*WHAT YOU HAVE TO DO:* Your task is to give the data again, exactly, with every line intact.

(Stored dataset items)
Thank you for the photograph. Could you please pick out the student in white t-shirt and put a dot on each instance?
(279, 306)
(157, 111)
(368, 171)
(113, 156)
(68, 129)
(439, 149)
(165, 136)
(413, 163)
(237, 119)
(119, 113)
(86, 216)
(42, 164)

*WRITTEN REPLY:*
Thank you for the photograph. Could you please pick out the student in white t-shirt and put a dot on each instance?
(279, 306)
(157, 111)
(368, 171)
(113, 156)
(68, 129)
(439, 149)
(165, 136)
(413, 163)
(237, 119)
(119, 113)
(86, 216)
(42, 164)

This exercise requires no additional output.